Point labeling data based on photos
==============================

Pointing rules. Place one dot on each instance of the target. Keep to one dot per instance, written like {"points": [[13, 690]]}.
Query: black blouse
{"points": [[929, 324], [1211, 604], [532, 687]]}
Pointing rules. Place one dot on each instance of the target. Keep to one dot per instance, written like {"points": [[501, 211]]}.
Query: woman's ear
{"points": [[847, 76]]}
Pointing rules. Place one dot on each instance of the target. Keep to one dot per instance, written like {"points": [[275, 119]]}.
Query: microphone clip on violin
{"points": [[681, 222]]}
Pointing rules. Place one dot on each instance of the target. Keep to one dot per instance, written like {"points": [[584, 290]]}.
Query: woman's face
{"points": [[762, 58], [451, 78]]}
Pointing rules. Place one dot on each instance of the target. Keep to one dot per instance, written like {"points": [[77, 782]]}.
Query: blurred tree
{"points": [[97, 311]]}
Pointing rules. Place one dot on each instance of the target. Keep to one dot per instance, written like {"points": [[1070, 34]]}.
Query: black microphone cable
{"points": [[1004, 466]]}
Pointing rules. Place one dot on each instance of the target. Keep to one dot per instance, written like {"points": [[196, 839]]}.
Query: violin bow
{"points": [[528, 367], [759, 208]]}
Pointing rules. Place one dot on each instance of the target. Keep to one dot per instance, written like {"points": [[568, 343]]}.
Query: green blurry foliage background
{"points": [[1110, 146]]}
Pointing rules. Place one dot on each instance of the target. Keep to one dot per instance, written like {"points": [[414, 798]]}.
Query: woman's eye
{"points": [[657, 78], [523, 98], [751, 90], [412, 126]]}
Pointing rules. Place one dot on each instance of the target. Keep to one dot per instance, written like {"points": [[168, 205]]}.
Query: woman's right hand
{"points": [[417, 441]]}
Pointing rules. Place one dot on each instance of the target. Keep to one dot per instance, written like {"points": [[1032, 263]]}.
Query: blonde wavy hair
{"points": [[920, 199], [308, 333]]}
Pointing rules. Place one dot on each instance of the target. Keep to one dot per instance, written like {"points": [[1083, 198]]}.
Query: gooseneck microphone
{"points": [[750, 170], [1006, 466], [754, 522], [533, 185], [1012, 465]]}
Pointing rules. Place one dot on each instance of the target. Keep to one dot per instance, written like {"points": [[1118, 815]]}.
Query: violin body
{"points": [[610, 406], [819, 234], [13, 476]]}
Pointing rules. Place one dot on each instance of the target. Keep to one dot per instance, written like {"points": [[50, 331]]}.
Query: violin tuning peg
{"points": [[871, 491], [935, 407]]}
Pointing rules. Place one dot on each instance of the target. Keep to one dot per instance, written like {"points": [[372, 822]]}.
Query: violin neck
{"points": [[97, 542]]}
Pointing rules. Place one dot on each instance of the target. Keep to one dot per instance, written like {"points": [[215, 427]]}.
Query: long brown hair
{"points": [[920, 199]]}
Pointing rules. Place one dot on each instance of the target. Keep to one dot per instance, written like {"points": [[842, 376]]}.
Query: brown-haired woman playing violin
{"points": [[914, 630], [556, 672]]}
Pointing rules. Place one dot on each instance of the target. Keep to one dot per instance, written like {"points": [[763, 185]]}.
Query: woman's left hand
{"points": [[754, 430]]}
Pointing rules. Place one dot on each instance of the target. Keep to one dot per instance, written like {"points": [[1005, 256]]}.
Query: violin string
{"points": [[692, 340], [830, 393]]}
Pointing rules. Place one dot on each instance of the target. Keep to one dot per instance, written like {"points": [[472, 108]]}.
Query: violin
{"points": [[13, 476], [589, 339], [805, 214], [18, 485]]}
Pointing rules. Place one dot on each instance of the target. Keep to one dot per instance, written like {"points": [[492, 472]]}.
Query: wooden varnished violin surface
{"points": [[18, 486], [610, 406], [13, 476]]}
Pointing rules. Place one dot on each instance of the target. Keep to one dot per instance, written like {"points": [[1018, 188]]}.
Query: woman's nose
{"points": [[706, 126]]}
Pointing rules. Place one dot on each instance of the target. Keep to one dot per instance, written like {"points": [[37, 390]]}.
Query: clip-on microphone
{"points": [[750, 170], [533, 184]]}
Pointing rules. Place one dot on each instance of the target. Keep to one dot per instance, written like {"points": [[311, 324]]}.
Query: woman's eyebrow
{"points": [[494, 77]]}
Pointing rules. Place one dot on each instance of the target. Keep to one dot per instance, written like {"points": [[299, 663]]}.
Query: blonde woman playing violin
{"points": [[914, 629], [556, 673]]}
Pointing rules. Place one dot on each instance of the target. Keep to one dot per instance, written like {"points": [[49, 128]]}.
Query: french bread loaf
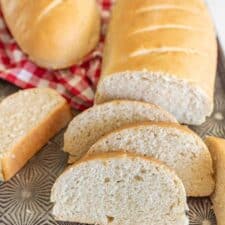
{"points": [[165, 54], [86, 128], [28, 119], [217, 150], [177, 146], [119, 188], [54, 33]]}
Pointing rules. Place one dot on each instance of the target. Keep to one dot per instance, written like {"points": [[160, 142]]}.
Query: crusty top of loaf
{"points": [[22, 111], [178, 31]]}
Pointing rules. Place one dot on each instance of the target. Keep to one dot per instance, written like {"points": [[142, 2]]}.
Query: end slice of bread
{"points": [[177, 146], [89, 126], [28, 119], [118, 188], [217, 150]]}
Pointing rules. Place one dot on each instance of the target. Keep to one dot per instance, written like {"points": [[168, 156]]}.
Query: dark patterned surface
{"points": [[24, 200]]}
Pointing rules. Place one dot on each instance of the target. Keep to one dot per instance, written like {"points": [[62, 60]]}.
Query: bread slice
{"points": [[89, 126], [176, 145], [28, 119], [217, 150], [119, 188], [166, 54]]}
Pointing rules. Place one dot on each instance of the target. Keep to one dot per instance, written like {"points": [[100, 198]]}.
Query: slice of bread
{"points": [[173, 144], [217, 150], [89, 126], [28, 119], [119, 188]]}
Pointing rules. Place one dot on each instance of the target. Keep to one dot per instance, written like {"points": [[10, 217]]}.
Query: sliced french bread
{"points": [[217, 150], [89, 126], [118, 188], [177, 146], [28, 119], [166, 54]]}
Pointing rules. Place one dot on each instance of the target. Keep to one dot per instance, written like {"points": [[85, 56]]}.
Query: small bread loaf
{"points": [[54, 33], [177, 146], [164, 54], [119, 188], [217, 150], [89, 126], [28, 119]]}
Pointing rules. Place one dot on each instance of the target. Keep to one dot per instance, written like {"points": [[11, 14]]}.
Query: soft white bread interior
{"points": [[28, 119], [86, 128], [119, 188], [177, 146], [54, 33], [166, 54], [217, 150]]}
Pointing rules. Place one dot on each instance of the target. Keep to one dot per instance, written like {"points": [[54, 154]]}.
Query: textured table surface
{"points": [[24, 200]]}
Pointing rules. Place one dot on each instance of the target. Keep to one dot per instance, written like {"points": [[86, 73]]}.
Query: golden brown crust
{"points": [[195, 62], [217, 150], [37, 138], [55, 34]]}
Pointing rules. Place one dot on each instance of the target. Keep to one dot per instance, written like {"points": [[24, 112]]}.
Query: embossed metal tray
{"points": [[24, 200]]}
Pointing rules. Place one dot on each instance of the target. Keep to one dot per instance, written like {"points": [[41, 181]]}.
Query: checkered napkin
{"points": [[77, 84]]}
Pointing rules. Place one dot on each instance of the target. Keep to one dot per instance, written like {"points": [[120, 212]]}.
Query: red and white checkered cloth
{"points": [[77, 83]]}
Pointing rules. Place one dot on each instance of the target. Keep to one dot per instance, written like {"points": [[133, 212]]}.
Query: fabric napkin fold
{"points": [[77, 84]]}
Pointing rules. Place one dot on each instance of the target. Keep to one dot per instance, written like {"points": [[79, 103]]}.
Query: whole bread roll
{"points": [[54, 33], [165, 53]]}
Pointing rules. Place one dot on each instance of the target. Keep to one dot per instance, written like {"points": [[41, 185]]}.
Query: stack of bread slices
{"points": [[132, 163]]}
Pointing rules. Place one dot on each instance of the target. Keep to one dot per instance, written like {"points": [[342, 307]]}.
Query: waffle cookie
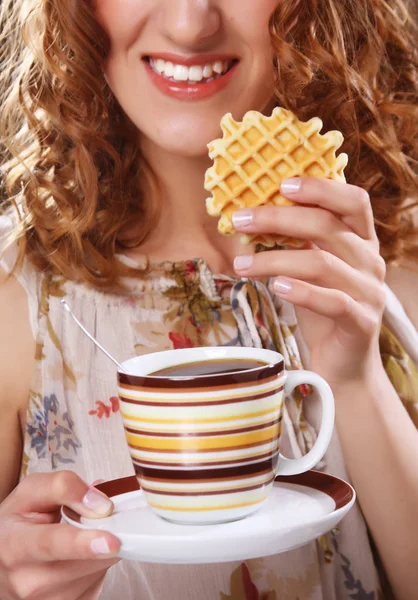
{"points": [[254, 156]]}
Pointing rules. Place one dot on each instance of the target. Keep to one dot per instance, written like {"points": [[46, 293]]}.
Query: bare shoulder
{"points": [[17, 356], [403, 280]]}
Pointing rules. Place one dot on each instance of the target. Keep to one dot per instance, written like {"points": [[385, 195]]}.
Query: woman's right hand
{"points": [[41, 558]]}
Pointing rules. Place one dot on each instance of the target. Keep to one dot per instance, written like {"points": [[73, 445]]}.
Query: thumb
{"points": [[47, 492]]}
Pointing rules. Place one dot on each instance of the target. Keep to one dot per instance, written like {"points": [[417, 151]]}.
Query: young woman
{"points": [[106, 113]]}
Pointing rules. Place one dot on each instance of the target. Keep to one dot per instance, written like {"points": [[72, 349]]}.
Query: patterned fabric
{"points": [[73, 418]]}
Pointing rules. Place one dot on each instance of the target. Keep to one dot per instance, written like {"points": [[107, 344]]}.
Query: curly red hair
{"points": [[70, 154]]}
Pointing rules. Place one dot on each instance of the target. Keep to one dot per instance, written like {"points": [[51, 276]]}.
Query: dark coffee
{"points": [[210, 367]]}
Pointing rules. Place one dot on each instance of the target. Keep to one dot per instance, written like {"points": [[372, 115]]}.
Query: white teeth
{"points": [[169, 69], [207, 71], [218, 67], [159, 65], [196, 73], [181, 73]]}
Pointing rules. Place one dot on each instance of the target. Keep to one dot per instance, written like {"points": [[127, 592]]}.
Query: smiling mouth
{"points": [[198, 74]]}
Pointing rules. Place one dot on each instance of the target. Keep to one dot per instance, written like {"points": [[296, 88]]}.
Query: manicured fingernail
{"points": [[282, 287], [242, 218], [100, 546], [243, 263], [97, 502], [291, 186]]}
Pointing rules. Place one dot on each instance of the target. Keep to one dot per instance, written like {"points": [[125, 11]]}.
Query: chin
{"points": [[184, 136]]}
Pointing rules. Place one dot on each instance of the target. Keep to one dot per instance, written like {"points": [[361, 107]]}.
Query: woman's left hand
{"points": [[336, 283]]}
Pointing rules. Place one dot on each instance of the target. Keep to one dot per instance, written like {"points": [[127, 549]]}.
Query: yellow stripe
{"points": [[184, 397], [209, 429], [180, 421], [209, 460], [210, 508], [201, 443]]}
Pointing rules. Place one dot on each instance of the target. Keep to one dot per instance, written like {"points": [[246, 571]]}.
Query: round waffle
{"points": [[254, 156]]}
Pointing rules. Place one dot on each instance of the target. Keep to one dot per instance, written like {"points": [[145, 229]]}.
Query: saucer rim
{"points": [[339, 490]]}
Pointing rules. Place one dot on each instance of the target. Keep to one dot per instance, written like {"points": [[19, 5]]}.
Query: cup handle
{"points": [[294, 466]]}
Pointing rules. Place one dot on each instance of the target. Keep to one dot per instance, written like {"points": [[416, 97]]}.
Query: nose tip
{"points": [[188, 23]]}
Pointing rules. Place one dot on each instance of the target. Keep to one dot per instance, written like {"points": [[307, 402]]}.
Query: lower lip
{"points": [[190, 92]]}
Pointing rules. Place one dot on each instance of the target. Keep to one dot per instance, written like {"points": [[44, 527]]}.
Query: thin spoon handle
{"points": [[68, 309]]}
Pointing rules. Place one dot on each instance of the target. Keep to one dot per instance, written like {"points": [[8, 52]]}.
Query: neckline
{"points": [[190, 267]]}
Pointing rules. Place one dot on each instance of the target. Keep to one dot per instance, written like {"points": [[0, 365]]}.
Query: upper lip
{"points": [[189, 61]]}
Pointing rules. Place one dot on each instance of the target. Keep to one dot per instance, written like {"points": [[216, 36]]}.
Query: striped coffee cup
{"points": [[205, 448]]}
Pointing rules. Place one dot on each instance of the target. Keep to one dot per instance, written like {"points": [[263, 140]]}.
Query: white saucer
{"points": [[299, 509]]}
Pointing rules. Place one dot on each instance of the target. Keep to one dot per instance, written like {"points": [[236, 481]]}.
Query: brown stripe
{"points": [[204, 434], [340, 491], [211, 403], [337, 489], [197, 476], [254, 457], [125, 382], [211, 493]]}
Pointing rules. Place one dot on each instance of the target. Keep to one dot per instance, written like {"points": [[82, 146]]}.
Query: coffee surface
{"points": [[210, 367]]}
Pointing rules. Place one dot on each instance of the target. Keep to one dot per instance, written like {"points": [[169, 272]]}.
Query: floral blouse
{"points": [[73, 419]]}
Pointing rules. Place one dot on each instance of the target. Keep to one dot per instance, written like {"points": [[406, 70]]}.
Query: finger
{"points": [[351, 316], [98, 482], [322, 227], [46, 492], [349, 201], [58, 542], [314, 266], [43, 578]]}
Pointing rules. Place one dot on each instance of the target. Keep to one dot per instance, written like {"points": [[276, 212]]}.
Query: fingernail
{"points": [[242, 218], [242, 263], [100, 546], [291, 186], [97, 502], [282, 287]]}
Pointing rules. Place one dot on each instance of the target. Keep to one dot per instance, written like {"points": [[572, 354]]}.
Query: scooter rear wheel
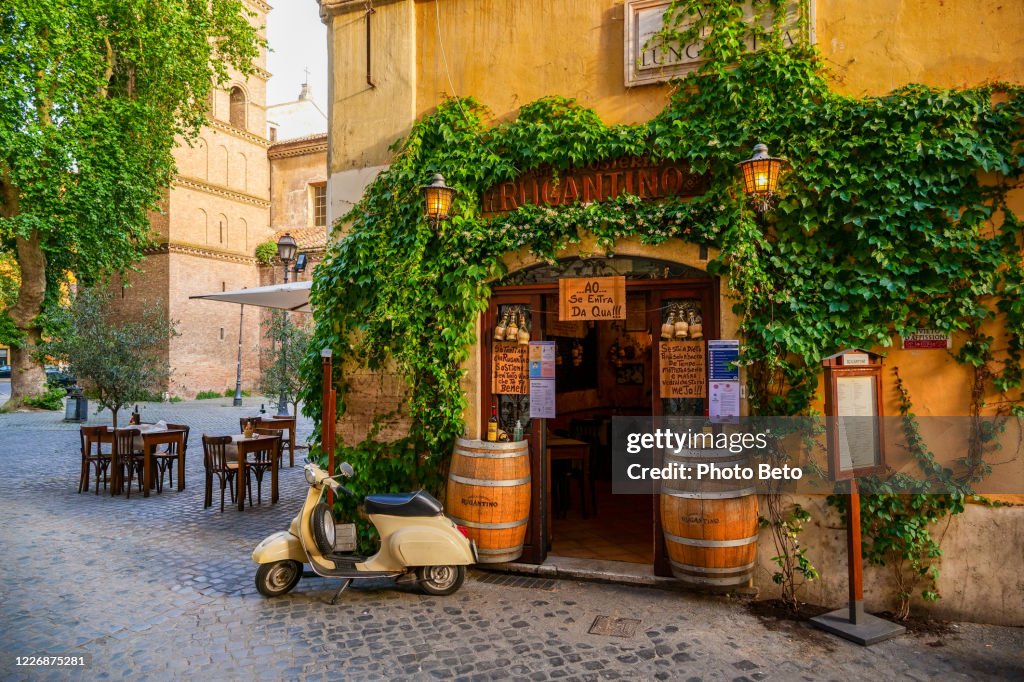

==============================

## Problem
Please locate each line in the records above that contains the word "saucer", matching case, and copy those lines out in full.

## Output for this exercise
Query: saucer rim
Query: white saucer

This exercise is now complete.